■ THE TASK ■
Look through the lines below and extract any with the word "after".

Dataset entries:
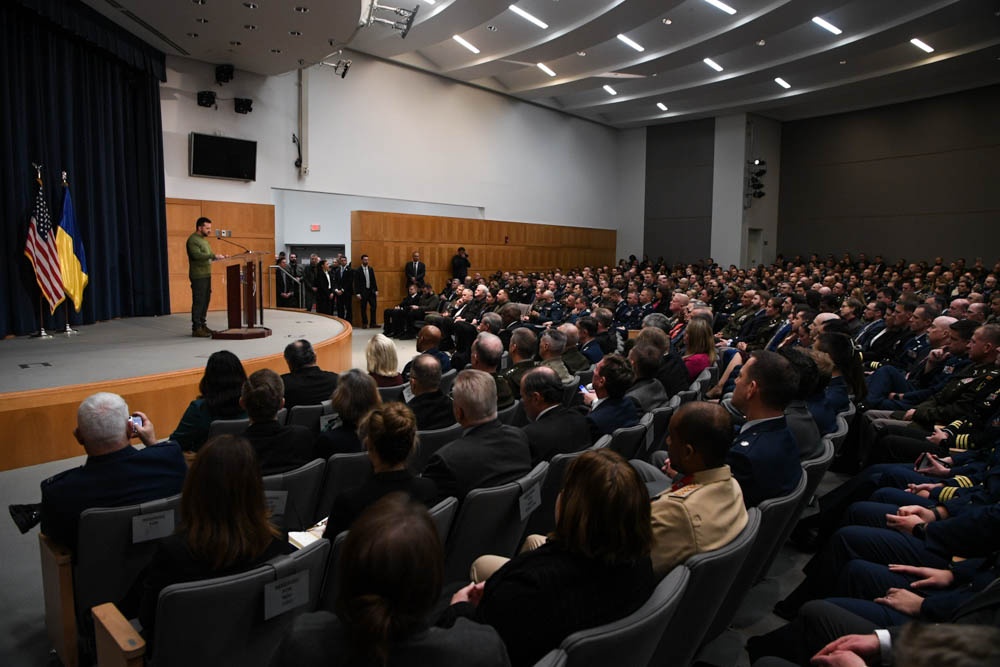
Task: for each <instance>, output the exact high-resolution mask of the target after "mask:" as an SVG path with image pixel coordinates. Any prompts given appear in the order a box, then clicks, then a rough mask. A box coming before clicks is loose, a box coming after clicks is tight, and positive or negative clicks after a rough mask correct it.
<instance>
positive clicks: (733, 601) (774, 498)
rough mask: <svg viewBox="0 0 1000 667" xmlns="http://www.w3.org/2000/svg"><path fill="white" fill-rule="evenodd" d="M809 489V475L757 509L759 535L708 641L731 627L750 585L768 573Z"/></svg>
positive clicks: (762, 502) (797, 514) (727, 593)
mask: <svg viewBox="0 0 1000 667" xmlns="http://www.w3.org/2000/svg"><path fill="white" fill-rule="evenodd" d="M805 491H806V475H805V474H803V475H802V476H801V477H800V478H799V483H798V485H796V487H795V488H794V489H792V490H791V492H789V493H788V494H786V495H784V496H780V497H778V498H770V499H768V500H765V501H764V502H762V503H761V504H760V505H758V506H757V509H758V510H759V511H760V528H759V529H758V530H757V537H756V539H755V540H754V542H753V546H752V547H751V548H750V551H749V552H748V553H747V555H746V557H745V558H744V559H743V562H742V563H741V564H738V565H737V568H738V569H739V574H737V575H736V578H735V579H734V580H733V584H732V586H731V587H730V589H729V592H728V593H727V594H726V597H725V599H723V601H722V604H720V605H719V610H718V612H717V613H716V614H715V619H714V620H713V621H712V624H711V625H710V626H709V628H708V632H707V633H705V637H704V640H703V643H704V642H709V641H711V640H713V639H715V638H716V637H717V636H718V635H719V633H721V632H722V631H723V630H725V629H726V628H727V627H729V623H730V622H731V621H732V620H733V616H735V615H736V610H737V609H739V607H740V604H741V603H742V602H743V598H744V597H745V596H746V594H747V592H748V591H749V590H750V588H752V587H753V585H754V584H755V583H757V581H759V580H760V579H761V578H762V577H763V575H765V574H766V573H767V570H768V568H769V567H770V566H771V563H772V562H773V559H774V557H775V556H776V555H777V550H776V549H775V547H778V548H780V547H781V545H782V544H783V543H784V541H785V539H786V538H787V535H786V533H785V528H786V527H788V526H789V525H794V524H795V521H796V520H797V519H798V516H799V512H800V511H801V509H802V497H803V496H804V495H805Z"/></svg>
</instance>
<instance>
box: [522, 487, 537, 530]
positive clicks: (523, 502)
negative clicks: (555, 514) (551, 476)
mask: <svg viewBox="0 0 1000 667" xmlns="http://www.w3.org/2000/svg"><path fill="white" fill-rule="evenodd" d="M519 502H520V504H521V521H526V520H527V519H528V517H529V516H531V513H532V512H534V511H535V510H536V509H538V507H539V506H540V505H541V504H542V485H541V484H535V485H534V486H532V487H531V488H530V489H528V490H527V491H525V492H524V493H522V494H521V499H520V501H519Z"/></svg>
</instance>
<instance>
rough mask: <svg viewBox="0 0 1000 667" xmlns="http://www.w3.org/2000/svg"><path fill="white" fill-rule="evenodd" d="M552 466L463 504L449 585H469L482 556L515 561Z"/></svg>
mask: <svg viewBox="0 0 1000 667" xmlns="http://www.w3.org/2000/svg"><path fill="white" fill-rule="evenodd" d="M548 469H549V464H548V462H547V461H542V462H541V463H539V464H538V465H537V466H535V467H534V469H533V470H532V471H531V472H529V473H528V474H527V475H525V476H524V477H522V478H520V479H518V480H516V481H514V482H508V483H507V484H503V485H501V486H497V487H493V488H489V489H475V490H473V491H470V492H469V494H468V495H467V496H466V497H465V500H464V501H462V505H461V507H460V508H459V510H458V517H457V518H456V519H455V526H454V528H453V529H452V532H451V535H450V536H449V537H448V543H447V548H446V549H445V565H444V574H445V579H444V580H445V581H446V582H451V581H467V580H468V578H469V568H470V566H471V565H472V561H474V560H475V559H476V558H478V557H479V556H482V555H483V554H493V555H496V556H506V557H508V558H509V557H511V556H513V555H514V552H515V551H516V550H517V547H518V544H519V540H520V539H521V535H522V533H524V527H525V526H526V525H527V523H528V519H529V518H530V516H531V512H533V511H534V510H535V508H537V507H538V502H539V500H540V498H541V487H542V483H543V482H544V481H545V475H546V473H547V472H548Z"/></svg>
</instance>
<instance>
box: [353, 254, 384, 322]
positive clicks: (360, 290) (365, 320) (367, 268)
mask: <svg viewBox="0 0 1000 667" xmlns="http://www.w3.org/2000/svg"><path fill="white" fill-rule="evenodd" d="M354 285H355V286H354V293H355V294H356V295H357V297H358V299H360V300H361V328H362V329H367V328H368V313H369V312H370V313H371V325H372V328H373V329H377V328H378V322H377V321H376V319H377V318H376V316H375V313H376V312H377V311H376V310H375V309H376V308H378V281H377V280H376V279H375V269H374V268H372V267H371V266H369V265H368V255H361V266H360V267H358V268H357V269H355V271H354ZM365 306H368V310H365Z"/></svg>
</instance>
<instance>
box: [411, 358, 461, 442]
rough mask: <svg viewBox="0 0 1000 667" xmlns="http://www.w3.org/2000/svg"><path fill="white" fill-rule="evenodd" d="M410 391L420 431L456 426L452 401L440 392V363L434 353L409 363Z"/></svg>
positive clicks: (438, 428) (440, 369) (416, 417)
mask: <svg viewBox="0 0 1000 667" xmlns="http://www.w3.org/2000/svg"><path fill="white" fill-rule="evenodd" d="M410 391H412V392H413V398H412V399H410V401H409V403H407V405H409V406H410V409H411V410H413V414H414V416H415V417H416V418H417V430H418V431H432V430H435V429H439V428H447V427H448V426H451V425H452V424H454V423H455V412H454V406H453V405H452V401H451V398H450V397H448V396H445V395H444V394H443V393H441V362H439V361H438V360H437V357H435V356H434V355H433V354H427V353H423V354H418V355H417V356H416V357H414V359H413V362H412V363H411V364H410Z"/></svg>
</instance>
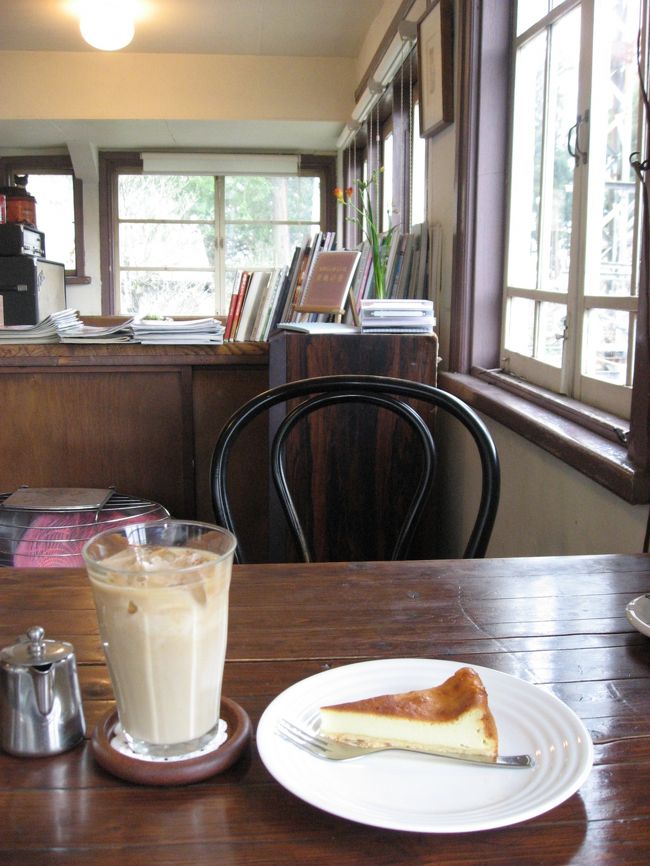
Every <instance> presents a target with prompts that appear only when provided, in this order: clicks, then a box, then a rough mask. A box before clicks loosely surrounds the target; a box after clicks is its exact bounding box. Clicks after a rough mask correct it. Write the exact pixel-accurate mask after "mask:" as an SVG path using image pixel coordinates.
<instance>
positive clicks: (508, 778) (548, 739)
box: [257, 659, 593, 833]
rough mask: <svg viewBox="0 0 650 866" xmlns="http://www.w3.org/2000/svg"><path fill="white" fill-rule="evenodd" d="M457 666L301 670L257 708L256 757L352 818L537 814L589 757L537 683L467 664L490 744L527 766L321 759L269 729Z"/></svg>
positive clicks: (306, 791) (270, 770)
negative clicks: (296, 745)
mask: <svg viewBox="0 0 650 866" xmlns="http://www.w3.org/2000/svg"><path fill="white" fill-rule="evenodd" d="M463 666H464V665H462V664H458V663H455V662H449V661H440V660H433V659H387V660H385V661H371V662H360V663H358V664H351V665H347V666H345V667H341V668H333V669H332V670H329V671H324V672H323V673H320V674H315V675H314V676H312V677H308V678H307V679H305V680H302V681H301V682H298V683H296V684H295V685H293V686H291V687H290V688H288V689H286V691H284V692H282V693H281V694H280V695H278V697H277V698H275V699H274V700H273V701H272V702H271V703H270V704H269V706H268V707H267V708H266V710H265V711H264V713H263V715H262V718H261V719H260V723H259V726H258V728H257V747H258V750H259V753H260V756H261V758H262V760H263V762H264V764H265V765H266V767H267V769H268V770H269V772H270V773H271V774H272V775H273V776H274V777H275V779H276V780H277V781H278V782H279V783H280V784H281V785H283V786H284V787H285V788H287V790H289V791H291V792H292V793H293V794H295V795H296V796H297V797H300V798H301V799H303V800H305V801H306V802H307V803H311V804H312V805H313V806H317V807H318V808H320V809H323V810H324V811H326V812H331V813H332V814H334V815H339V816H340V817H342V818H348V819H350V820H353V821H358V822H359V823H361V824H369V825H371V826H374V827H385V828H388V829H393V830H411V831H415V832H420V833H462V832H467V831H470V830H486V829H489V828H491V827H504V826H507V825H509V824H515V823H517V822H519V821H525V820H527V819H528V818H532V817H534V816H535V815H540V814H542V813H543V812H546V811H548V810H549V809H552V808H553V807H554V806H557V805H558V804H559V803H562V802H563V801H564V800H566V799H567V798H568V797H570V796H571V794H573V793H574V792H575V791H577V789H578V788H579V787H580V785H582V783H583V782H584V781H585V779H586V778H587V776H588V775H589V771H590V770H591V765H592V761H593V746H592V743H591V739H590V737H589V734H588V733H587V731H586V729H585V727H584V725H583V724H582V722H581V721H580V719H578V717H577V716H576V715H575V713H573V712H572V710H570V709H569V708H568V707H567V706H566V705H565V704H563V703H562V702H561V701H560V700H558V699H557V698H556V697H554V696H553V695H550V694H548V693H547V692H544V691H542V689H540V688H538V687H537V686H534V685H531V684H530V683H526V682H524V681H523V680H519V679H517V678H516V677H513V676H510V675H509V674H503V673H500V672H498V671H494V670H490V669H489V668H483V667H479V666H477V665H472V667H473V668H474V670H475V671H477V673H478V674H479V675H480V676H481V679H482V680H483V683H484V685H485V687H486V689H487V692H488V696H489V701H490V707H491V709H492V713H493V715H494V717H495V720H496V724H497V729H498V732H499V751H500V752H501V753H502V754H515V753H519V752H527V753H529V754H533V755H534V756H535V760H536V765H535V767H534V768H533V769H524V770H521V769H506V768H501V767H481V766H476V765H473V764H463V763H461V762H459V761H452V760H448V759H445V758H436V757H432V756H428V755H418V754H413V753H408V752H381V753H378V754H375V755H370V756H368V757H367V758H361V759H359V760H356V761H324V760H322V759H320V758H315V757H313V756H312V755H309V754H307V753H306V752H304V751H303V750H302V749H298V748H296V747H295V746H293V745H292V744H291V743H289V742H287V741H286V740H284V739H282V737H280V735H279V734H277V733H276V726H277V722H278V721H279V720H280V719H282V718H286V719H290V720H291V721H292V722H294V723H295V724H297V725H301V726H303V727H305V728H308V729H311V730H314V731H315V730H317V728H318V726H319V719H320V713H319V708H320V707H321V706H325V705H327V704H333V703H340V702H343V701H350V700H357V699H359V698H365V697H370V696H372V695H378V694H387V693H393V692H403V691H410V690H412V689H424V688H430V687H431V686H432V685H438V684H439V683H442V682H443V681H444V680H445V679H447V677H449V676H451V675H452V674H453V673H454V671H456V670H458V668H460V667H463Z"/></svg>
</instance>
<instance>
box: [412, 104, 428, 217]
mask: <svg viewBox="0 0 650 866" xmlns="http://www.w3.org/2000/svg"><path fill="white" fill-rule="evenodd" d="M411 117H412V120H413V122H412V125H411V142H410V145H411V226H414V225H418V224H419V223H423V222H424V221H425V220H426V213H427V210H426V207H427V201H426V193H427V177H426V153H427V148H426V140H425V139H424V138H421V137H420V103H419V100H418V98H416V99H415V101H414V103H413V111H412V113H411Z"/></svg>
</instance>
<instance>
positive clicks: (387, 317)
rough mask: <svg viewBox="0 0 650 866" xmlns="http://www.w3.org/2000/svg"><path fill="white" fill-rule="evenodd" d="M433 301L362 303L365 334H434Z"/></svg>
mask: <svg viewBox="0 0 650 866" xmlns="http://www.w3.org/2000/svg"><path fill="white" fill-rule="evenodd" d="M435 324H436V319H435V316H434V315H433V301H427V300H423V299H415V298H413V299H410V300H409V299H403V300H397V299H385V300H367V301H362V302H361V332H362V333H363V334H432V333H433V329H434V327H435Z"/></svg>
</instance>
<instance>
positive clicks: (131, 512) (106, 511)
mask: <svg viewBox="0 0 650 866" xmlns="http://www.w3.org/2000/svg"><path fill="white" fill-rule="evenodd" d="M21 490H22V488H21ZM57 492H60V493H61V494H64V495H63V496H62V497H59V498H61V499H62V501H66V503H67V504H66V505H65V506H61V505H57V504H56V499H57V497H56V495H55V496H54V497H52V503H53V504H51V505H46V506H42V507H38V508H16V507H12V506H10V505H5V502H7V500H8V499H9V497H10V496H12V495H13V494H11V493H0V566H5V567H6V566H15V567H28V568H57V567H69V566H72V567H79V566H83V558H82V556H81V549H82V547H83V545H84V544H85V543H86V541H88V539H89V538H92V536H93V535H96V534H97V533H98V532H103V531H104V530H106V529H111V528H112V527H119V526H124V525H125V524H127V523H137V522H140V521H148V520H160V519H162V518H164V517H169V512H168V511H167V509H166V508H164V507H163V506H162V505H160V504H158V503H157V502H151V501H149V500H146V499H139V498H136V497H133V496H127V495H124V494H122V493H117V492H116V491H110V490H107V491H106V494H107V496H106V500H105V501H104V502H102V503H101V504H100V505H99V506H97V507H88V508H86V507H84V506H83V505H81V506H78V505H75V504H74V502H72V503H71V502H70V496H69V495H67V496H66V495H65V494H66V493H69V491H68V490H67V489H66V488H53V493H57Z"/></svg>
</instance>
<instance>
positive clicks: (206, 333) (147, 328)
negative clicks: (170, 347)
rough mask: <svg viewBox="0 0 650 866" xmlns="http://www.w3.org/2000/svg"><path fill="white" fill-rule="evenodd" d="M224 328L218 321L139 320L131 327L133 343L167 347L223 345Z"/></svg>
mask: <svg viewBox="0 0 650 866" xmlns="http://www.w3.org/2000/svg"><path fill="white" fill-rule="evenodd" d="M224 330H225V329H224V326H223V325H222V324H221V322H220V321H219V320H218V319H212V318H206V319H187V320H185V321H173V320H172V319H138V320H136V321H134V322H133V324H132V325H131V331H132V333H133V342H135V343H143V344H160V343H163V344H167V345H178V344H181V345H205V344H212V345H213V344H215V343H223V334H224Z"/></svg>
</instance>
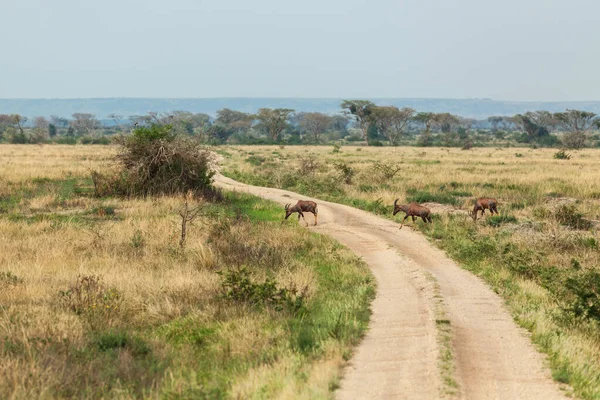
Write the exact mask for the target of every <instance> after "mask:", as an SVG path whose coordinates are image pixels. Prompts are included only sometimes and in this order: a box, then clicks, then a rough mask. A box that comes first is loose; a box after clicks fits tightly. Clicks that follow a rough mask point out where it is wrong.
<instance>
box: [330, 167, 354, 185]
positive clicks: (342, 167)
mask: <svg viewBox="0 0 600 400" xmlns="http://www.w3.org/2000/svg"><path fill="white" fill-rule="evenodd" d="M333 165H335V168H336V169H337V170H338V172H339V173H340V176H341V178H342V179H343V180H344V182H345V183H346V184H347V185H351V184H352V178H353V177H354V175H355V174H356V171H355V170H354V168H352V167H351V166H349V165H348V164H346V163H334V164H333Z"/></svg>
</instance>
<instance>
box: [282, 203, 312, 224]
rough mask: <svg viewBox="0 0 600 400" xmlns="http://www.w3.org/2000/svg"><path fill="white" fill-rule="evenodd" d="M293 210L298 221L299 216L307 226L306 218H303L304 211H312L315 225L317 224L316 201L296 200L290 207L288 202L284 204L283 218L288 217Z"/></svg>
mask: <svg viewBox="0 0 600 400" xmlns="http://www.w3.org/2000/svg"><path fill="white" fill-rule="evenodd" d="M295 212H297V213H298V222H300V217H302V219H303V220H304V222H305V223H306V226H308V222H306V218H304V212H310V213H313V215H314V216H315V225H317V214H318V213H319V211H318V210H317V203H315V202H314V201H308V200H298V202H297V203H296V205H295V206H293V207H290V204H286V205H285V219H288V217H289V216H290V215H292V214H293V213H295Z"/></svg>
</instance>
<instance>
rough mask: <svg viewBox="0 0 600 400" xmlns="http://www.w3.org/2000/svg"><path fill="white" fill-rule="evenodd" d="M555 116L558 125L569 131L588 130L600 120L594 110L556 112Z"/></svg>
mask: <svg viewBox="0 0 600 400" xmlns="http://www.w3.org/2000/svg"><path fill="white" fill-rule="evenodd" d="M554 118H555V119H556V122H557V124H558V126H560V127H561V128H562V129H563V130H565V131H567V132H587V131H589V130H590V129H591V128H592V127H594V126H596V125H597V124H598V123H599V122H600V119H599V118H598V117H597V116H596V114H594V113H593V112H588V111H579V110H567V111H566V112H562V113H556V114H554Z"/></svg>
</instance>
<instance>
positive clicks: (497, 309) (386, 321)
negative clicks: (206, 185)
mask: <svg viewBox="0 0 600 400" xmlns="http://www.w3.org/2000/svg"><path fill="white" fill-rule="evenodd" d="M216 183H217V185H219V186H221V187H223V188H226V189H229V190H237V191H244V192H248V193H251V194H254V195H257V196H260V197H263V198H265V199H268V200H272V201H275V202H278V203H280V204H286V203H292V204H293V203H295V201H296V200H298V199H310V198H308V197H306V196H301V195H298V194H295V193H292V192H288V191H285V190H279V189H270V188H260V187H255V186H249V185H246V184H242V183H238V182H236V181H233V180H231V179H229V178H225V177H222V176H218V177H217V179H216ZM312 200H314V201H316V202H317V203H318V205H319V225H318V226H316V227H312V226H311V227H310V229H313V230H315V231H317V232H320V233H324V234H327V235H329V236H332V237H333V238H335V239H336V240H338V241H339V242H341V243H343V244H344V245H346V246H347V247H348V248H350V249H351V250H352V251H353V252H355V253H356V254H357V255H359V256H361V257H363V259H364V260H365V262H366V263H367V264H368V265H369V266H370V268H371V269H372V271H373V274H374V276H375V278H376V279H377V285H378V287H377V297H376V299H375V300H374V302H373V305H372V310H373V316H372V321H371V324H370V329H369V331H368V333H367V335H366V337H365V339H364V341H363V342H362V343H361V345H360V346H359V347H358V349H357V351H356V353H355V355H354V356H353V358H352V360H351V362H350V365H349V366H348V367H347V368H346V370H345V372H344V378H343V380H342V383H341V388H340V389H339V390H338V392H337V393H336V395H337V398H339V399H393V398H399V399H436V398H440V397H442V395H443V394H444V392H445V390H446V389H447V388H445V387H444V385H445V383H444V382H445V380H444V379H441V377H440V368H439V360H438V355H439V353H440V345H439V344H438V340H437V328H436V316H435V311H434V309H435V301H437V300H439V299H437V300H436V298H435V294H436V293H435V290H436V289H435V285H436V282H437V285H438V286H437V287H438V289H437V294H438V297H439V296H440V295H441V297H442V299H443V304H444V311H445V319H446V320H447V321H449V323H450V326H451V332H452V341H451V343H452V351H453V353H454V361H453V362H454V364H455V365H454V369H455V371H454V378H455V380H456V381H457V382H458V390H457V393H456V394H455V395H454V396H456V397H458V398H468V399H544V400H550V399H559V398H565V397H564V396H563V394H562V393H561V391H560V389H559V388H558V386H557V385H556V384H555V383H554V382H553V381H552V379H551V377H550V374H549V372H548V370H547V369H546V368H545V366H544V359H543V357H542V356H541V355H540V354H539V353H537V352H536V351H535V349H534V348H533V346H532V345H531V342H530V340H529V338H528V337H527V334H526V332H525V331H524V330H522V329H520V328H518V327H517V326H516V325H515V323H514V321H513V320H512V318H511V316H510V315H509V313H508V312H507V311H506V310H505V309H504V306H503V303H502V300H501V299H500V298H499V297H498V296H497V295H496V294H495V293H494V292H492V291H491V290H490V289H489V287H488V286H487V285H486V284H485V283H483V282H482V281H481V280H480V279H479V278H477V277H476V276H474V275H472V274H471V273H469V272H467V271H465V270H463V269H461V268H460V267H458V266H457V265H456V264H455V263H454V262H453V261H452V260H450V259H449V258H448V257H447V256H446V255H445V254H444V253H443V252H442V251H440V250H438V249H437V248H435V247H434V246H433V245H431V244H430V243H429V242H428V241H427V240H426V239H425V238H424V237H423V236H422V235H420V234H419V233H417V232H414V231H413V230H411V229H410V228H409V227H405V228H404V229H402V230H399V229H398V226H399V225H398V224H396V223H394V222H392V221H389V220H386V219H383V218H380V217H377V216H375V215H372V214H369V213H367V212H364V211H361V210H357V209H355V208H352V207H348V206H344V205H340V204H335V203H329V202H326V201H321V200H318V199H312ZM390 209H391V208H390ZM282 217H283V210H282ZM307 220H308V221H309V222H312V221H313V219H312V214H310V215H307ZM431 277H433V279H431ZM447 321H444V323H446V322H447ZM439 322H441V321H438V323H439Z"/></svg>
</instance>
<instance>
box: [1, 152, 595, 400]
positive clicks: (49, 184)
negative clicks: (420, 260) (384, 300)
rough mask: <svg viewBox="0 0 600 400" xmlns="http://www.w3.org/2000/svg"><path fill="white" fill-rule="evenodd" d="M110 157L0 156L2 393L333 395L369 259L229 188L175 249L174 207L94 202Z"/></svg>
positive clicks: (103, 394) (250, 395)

■ THE COMPLETED TASK ■
Task: for each <instance>, output the exact high-resolution mask of the target after "mask:" as an SVG path with image pixel coordinates. Any prompts given appear in the order a box, then clicks, then a rough mask. A box coming before clicks is loose, a box coming after clicks is tight, and positive or negative clicks after a rough mask correct it.
Every <instance> presents a target with prompts that appear only when provided, in this order: clicks, then a box, then a rough mask. A box before clicks loosely surrounds the target; a box after clicks is its exact bounding box. Clicks after a rough mask correct it. Write the exact pixel-accurate mask after "mask:" as an SVG path using image pixel coordinates.
Write the exact mask for the target of every <instance> after "mask:", as an SVG path whose coordinates are image pixels. Prompts are included only sometimes and in this order: a box, then clicks, then a rough mask. A box that comes first is loose; a box after clicks fits tightly. Clicks that follow a rough mask point out where it is wrong.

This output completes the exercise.